La journaliste Decca Aitkenhead s’est entretenue avec Aude Gandon, directrice marketing mondiale (Global CMO) chez Nestlé, pour discuter de la stratégie marketing du célèbre Groupe suisse. Dans un environnement en pleine mutation où l'IA, les réseaux sociaux et l'acquisition de données sont rois, la créativité humaine conserve une place centrale dans la stratégie de la directrice marketing. Entretien.
Remporter le prix du Creative Marketer of the Year lors des Cannes Lions en 2030. C’est l’objectif fixé par Aude Gandon à ses équipes l’année dernière. Un challenge surprenant pour les collaborateurs et collaboratrices concerné·es. Car si l'entreprise suisse, âgée de 158 ans, est mondialement connue pour ses Kit Kat, Maggi et Nescafé, ses équipes marketing, elles, sont restées discrètes. « L'ambition était osée, mais c'est ce que mérite l'entreprise avec ses marques au patrimoine incroyable », déclare Aude Gandon.
Depuis qu'elle est devenue la toute première directrice marketing mondiale (Global CMO) du groupe agroalimentaire il y a près de quatre ans, la Française a entrepris une « transformation totale ». En quatre mois, elle avait élaboré une feuille de route quinquennale avec des objectifs quantifiables : 25 % de toutes les ventes réalisées en ligne, augmentation des investissements en marketing digital à hauteur de 70 %, ou encore la collecte de 400 millions de données first-party consenties d'ici 2025.
Avec plus de 2 000 marques dans 188 pays, une vision centrale claire était essentielle pour mobiliser tout le monde. « Les objectifs doivent être suffisamment ambitieux pour motiver, et suffisamment simples pour que le message se répande très vite. Il y a donc une part de calcul, mais aussi une part d'instinct et d'ambition », explique-t-elle.
L'ambition était osée, mais c'est ce que mérite l'entreprise avec ses marques au patrimoine incroyable.

* _Consigne_
Répondez à ces questions à partir de l'entretien avec Aude Gandon :
1. Quel prix Aude Gandon a-t-elle donné pour objectif à ses équipes, et pour quelle année ?
2. En combien de temps a-t-elle élaboré sa feuille de route quinquennale ?
3. Combien de marques le groupe compte-t-il, et dans combien de pays ?

* _Données affichées_
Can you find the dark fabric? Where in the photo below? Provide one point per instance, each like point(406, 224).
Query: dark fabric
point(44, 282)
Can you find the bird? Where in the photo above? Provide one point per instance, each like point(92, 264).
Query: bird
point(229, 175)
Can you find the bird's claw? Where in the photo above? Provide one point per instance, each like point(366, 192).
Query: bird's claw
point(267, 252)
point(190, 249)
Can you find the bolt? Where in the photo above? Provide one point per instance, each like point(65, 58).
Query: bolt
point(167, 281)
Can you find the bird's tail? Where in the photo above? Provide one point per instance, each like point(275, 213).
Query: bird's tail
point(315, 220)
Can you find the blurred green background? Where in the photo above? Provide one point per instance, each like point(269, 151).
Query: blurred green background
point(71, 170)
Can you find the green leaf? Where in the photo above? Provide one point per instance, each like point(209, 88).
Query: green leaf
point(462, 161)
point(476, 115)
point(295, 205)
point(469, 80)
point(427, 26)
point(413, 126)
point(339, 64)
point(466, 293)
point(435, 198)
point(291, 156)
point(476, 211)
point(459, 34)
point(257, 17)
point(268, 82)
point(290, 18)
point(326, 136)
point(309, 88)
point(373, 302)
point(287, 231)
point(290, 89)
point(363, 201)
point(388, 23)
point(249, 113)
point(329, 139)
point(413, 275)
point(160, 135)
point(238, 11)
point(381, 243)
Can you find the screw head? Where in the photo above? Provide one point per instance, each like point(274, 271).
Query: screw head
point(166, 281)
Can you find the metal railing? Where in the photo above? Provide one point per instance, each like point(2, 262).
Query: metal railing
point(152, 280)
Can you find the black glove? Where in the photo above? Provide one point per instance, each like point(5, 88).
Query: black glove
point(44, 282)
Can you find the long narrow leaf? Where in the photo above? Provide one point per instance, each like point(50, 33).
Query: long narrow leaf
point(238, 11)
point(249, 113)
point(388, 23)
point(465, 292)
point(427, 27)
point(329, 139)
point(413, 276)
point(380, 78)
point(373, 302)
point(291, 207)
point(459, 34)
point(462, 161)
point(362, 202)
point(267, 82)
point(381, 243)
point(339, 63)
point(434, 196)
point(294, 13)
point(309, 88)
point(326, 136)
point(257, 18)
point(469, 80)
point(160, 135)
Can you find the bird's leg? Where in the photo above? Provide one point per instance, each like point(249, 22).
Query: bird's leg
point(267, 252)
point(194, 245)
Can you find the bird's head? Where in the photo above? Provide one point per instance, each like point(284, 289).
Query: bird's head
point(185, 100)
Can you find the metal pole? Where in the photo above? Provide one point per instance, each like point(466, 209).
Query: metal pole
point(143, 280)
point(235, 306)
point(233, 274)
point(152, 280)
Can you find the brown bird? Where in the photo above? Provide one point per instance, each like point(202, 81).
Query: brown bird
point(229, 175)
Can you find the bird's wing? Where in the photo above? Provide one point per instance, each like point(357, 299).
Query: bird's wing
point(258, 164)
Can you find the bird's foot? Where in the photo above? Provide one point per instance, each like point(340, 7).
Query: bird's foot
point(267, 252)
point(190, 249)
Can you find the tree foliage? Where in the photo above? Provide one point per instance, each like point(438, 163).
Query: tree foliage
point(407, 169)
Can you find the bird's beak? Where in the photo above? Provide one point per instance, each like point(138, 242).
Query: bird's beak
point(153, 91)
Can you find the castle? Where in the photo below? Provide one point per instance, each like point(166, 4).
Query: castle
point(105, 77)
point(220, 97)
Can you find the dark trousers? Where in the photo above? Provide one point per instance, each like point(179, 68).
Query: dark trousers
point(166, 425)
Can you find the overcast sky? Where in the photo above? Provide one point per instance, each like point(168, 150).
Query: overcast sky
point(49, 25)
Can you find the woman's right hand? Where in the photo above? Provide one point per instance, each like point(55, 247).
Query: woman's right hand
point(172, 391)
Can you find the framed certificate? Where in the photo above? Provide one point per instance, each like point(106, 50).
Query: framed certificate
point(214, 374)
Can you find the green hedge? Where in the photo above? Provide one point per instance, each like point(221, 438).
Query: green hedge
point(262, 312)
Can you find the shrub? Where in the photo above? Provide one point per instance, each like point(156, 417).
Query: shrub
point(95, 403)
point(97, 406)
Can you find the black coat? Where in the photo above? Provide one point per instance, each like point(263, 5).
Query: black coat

* _Tâche réalisée_
1. Le prix du Creative Marketer of the Year aux Cannes Lions, en 2030.
2. En quatre mois.
3. Plus de 2 000 marques dans 188 pays.